### Entries from a dataset
______

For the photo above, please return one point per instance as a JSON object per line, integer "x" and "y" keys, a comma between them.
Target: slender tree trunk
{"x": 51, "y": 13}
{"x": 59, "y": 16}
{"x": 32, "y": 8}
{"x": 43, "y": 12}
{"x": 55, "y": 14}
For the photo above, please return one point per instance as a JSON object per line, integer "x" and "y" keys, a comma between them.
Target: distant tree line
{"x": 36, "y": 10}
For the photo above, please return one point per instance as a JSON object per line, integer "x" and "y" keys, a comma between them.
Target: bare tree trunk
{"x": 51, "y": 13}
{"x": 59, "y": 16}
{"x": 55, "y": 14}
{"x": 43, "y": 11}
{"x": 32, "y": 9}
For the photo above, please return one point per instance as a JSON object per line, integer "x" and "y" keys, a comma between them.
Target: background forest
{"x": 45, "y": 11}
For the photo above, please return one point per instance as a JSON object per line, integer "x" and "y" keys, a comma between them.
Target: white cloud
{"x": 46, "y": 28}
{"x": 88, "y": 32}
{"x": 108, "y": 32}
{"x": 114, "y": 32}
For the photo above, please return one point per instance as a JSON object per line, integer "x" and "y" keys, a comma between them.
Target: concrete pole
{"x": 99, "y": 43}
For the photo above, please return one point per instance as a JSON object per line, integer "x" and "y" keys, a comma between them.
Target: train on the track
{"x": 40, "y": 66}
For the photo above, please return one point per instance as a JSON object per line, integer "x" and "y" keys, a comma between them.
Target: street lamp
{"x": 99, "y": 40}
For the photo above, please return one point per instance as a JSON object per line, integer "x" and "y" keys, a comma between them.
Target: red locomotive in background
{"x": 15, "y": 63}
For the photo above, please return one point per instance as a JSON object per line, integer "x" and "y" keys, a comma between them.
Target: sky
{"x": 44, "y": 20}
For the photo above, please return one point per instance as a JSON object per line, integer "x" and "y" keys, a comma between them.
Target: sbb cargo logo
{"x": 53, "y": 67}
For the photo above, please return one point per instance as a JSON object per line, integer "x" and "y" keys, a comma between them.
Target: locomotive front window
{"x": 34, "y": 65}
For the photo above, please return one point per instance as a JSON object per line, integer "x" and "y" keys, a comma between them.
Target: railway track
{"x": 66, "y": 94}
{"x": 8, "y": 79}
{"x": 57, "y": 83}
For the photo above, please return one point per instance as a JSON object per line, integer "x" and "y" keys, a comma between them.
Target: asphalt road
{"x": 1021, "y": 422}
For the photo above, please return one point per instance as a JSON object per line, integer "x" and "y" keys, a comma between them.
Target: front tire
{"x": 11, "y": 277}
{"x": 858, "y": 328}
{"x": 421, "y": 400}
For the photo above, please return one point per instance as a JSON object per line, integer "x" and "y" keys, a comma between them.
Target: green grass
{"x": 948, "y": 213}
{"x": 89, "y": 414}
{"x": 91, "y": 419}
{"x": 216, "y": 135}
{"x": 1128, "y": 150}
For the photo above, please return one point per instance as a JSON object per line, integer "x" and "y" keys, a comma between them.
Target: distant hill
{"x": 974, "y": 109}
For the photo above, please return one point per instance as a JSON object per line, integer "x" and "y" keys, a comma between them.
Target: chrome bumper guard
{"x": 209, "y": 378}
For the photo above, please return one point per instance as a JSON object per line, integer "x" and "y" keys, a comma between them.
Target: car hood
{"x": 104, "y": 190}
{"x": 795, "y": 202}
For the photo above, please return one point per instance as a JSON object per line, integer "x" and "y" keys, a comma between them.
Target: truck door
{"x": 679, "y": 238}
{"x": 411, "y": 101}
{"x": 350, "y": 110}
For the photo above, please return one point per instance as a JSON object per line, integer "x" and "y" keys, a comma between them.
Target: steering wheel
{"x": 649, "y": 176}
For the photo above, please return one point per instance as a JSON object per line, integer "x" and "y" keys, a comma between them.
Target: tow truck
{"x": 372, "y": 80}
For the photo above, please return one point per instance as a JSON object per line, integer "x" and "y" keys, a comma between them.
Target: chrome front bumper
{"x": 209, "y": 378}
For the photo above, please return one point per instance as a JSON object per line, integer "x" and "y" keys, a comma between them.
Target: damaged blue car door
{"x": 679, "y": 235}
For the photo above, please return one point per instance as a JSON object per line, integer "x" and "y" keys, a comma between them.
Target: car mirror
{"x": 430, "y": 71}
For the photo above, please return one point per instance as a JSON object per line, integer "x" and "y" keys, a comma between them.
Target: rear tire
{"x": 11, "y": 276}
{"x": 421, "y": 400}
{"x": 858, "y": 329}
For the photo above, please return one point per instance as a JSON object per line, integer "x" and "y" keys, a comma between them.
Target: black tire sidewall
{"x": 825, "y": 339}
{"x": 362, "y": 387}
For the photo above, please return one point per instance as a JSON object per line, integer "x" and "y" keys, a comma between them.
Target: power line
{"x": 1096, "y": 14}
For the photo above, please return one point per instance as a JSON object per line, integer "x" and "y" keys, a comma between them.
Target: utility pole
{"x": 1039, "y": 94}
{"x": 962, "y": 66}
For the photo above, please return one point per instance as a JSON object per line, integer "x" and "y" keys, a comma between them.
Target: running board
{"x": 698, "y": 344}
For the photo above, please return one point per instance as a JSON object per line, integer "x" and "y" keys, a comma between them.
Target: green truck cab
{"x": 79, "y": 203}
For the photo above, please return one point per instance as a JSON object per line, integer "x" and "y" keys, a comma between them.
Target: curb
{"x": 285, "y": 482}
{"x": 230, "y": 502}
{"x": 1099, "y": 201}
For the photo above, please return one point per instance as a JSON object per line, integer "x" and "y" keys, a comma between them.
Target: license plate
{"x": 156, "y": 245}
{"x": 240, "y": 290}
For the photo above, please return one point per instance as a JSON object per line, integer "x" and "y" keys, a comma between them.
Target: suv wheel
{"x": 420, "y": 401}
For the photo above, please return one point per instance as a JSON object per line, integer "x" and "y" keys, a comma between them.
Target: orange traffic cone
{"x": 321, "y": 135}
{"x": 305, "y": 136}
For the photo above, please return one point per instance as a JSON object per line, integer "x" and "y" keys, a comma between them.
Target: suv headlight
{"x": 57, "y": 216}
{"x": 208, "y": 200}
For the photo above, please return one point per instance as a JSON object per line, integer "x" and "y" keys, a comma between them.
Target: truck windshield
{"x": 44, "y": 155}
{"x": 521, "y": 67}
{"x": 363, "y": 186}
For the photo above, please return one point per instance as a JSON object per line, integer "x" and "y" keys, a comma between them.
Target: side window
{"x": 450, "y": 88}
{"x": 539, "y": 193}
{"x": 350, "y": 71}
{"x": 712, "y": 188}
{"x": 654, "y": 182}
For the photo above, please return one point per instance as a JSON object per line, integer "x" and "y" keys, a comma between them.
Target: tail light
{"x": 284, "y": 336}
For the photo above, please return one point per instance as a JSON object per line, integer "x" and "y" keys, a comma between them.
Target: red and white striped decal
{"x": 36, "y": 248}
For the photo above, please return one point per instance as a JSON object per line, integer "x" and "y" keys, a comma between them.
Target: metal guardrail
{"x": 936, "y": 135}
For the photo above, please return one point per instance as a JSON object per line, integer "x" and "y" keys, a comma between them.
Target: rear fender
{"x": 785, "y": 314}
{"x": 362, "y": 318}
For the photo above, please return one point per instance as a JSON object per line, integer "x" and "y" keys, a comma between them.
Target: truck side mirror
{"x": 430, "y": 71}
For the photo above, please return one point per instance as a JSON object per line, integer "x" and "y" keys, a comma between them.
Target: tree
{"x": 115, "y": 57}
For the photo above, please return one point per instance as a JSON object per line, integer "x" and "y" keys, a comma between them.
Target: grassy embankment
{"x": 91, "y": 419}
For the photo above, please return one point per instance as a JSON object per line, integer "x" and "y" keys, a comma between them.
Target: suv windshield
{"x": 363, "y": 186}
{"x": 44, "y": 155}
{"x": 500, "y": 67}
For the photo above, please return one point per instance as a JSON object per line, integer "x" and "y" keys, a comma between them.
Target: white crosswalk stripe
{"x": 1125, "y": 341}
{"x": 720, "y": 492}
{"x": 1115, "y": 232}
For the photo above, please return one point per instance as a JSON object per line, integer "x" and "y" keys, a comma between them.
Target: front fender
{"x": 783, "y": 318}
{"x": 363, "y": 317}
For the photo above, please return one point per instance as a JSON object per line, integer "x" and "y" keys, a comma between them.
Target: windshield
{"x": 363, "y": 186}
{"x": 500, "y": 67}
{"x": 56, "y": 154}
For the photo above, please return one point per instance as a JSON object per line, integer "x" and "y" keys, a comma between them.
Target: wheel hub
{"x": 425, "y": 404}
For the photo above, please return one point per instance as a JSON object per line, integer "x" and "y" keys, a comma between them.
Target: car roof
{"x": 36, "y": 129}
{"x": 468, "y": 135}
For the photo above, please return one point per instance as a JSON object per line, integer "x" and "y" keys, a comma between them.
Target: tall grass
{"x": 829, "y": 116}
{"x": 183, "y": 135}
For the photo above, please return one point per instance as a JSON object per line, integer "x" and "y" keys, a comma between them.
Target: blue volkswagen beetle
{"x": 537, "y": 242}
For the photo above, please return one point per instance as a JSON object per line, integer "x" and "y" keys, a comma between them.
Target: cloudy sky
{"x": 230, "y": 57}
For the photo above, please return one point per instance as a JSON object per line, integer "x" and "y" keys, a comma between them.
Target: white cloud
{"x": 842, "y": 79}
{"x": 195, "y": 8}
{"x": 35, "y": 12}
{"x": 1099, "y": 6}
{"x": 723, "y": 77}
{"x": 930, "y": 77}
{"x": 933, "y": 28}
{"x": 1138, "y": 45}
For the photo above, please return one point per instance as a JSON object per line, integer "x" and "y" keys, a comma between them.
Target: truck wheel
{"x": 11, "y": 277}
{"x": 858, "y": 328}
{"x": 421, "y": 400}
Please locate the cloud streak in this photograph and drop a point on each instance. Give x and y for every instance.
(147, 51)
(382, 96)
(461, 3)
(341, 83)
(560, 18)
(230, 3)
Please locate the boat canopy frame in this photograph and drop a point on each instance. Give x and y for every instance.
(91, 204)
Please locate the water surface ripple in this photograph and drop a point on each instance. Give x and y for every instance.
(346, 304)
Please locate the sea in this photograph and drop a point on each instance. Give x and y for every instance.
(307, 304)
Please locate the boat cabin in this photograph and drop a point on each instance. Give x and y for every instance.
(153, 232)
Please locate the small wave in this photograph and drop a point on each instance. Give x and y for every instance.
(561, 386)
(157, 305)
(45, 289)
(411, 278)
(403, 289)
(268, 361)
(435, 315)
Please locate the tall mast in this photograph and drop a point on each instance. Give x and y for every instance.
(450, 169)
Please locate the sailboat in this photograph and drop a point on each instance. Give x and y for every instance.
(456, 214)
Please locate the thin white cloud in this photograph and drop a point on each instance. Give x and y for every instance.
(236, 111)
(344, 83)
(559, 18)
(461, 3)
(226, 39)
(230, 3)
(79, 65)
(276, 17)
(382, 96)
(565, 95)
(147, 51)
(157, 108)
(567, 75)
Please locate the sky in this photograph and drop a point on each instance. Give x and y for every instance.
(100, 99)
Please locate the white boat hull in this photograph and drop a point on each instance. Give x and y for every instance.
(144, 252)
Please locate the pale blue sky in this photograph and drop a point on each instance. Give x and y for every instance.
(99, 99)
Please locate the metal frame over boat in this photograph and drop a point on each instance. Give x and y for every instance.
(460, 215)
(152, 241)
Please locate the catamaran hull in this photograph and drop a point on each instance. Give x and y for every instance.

______

### Task prompt
Rewrite the entries from the line containing "Please locate the small" through the end of the records, inclusive, swapping "photograph" for "image" and leaving everything else unchanged. Return only those lines.

### Written response
Please locate the small wave in this image and drop a point on each instance. Give x and y for every instance.
(561, 386)
(157, 305)
(45, 289)
(411, 278)
(403, 289)
(268, 361)
(435, 315)
Please locate the tall mast in this image and drop a point on each instance. Give x and y for every instance.
(450, 169)
Please locate the sailboat in this image and drop a point on each instance. Give x and y for every instance.
(456, 214)
Please locate the thin white cloud in this image and drop a point on each instance. Give x and y for every instance.
(236, 111)
(344, 83)
(559, 18)
(461, 3)
(226, 39)
(230, 3)
(79, 65)
(276, 17)
(382, 96)
(565, 95)
(147, 51)
(157, 108)
(567, 75)
Please locate the sky in this image and drop a point on each instance. Give x and y for every instance.
(100, 99)
Please locate the white boat hull in this image and drop a point on each instance. Give x and y for every instance.
(144, 252)
Please locate the pale blue sky in this image and drop a point on each instance. Give x and y for every instance.
(99, 99)
Please locate the metal frame over boat in this image and drop a point on each instance. Give x and y for every instance.
(460, 215)
(152, 241)
Please locate the catamaran hull in this image and drop a point on each instance. Give x and y for every instance.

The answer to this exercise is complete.